▸ Problem description
Repeat the part of the Yokohama Suiran High School passage below that falls between "The school was established" and "of 60 minutes.", inclusive, word for word.

▸ Passage for review
Kanagawa Prefectural Yokohama Suiran High School (神奈川県立横浜翠嵐高等学校, Kanagawa Kenritsu Yokohama Suiran Kōtōgakkō) is a high school in Kanagawa-ku, Yokohama, Kanagawa Prefecture, Japan. It was founded in 1914. It is a part of the Kanagawa Prefectural Board of Education.

== School ==
The school is one of Kanagawa's prefectural high schools. The school provides a full-time and a part-time course. The school is co-educational, with 60% boys and 40% girls in the full-time course.

The school was established in 1914 as an "old system" junior high school. The school was originally known as Kanagawa Prefectural Second Yokohama Junior High School. In 1950, the school became co-educational and changed its name to Kanagawa Prefectural Yokohama Suiran High School. Suiran means "the green air that envelops the mountains" and names the school song.

The school signed a sister school agreement with Eleanor Roosevelt High School of Greenbelt, Maryland, in 1989. As part of this agreement, the two schools have an exchange program. Students from each school spend up to a week at the other as part of school cultural exchange trips. Suiran students typically visit ERHS in March, and ERHS students typically visit Suiran in June.

== Student life==
Most students live in Kanagawa Prefecture, with a typical commuting time of 60 minutes.

The school operates on a semester system with a five-week summer vacation and a two-week break at the end of the year.

▸ Provided material
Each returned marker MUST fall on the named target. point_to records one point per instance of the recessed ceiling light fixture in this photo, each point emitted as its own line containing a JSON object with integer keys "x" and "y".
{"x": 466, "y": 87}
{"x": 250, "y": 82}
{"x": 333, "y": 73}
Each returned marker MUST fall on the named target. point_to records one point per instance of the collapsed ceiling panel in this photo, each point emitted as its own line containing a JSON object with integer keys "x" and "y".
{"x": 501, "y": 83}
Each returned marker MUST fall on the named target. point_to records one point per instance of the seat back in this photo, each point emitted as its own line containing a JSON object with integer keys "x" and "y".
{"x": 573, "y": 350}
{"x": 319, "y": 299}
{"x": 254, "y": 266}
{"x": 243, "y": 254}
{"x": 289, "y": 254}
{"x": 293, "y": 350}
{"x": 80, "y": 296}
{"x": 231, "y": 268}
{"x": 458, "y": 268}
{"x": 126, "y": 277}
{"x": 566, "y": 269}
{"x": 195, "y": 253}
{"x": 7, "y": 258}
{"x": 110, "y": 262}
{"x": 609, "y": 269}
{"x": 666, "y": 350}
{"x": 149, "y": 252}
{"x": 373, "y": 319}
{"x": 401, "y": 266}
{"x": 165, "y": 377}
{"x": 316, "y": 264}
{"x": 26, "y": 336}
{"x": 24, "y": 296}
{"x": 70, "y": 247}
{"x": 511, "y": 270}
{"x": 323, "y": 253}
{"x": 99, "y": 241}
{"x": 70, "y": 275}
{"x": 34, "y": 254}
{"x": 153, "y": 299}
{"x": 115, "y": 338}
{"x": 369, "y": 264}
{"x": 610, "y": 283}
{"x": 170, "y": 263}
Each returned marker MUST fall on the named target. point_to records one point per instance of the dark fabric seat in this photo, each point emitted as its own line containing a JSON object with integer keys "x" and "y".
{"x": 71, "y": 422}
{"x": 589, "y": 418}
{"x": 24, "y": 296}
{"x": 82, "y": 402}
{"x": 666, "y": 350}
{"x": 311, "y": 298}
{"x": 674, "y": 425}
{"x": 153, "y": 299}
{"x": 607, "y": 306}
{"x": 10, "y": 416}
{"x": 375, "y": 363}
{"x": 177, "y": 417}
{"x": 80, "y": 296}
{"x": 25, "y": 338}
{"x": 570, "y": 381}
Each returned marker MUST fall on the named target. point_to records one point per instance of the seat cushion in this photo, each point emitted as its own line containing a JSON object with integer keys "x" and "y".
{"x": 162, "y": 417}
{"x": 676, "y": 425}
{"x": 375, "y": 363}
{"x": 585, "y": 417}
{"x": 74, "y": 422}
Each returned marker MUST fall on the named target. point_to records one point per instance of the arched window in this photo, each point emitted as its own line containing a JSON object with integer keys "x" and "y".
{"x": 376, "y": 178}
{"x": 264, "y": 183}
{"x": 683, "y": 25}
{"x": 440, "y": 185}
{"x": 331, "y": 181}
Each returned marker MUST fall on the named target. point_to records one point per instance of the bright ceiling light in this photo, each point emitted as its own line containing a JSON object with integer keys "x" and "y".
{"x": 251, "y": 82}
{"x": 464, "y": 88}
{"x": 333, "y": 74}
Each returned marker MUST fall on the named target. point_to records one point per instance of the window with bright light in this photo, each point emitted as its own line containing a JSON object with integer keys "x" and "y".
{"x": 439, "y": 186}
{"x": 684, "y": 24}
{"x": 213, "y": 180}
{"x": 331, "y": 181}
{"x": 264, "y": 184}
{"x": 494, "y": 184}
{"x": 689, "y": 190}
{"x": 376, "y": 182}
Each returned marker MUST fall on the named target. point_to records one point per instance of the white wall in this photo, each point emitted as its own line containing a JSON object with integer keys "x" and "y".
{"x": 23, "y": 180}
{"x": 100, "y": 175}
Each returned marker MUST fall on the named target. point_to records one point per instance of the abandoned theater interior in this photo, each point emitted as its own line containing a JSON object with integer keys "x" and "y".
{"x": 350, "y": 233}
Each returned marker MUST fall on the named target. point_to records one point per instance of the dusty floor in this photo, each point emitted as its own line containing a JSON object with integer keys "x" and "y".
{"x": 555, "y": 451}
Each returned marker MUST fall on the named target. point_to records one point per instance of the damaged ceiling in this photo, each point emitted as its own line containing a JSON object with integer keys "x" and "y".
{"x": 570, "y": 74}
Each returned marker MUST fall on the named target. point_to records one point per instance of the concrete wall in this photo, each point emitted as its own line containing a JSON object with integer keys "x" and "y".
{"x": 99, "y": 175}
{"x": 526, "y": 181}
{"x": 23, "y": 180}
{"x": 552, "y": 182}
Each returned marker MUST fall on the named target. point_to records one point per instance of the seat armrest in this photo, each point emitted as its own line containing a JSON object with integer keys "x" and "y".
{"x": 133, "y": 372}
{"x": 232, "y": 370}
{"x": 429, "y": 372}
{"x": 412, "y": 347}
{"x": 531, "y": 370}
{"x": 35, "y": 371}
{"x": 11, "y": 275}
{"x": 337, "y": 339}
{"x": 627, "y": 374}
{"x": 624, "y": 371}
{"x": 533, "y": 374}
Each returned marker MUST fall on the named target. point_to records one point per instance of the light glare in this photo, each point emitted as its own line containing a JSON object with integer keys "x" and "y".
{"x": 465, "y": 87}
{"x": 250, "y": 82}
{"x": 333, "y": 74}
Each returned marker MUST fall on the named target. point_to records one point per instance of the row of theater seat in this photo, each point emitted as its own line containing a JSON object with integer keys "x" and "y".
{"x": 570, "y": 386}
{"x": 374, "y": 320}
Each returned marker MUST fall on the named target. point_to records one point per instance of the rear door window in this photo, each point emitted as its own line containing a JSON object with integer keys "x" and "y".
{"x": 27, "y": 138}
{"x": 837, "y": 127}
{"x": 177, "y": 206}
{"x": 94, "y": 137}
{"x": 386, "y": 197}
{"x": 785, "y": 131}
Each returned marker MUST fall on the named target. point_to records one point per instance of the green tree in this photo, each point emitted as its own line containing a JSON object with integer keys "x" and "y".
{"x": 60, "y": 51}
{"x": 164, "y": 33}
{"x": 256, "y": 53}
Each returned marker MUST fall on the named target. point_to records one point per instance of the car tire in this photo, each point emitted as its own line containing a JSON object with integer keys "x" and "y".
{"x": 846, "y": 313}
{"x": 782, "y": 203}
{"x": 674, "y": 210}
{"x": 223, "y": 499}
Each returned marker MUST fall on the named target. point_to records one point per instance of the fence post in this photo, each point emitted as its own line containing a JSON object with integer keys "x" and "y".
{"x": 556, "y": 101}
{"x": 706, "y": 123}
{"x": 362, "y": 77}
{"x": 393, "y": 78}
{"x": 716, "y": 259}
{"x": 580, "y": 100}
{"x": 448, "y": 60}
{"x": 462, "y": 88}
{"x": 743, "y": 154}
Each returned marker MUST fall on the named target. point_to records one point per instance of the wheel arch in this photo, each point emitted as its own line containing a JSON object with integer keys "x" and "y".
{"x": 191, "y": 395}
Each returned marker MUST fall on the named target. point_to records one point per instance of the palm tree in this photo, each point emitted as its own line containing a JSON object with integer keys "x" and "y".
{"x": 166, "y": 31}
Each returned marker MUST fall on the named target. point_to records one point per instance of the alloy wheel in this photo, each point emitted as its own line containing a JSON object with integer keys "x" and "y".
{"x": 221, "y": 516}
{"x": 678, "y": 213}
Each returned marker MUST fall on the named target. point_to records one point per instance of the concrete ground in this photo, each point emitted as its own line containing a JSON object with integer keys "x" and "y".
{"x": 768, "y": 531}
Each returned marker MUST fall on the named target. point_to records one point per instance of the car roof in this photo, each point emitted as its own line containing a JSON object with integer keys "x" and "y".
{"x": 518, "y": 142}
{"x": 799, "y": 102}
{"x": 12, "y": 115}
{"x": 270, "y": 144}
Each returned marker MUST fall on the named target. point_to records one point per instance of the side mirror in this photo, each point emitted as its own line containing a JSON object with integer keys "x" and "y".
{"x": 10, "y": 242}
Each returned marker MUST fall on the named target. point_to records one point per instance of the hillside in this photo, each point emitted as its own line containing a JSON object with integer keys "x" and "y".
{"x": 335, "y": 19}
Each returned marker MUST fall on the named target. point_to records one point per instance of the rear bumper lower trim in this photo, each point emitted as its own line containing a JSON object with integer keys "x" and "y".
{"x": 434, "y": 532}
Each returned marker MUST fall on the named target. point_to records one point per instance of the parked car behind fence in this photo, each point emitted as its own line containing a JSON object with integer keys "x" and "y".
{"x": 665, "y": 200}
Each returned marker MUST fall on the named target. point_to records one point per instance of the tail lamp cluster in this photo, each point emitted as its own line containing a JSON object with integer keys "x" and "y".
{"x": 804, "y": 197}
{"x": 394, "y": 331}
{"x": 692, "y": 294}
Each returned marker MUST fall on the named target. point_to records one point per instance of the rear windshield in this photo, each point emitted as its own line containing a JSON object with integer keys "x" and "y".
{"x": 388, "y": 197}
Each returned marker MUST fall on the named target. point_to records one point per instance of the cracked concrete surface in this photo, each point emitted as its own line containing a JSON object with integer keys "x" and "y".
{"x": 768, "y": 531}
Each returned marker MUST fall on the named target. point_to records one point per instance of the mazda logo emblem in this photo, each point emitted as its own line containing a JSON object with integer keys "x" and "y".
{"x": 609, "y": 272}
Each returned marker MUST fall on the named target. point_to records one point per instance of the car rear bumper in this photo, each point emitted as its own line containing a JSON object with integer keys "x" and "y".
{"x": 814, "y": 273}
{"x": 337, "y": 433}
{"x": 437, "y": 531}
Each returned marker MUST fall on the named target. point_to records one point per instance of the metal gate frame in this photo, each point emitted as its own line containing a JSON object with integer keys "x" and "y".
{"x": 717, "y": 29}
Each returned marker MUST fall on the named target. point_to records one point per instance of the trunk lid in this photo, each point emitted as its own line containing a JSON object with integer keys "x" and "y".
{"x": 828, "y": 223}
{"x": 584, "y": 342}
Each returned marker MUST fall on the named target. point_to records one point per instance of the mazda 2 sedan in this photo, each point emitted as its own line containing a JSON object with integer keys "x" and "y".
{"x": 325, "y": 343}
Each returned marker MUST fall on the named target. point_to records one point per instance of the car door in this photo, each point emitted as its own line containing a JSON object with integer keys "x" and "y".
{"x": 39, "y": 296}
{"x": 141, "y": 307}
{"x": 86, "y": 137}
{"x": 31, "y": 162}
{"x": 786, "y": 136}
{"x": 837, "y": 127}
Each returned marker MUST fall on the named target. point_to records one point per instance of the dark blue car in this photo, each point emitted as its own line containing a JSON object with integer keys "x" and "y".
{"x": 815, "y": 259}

▸ Solution to this problem
The school was established in 1914 as an "old system" junior high school. The school was originally known as Kanagawa Prefectural Second Yokohama Junior High School. In 1950, the school became co-educational and changed its name to Kanagawa Prefectural Yokohama Suiran High School. Suiran means "the green air that envelops the mountains" and names the school song.

The school signed a sister school agreement with Eleanor Roosevelt High School of Greenbelt, Maryland, in 1989. As part of this agreement, the two schools have an exchange program. Students from each school spend up to a week at the other as part of school cultural exchange trips. Suiran students typically visit ERHS in March, and ERHS students typically visit Suiran in June.

== Student life==
Most students live in Kanagawa Prefecture, with a typical commuting time of 60 minutes.